- Problem details: Filter the material, keeping only lines with the word "SHOULD".

- Provided records:
===
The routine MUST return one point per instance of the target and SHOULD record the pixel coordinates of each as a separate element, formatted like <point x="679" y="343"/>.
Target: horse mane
===
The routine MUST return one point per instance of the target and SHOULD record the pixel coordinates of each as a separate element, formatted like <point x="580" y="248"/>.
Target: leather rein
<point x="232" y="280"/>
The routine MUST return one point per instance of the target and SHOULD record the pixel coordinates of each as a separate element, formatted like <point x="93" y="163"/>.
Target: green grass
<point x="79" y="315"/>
===
- Answer to this exercise:
The routine MUST return one point per instance of the target and SHOULD record the pixel coordinates of each as a separate element, formatted like <point x="679" y="343"/>.
The routine MUST return one point per instance of the target and SHOULD record the pixel coordinates of each as a separate element, formatted like <point x="580" y="248"/>.
The routine MUST return one point per instance of the target and SHOULD record the pixel coordinates of each as a separate element, formatted like <point x="93" y="163"/>.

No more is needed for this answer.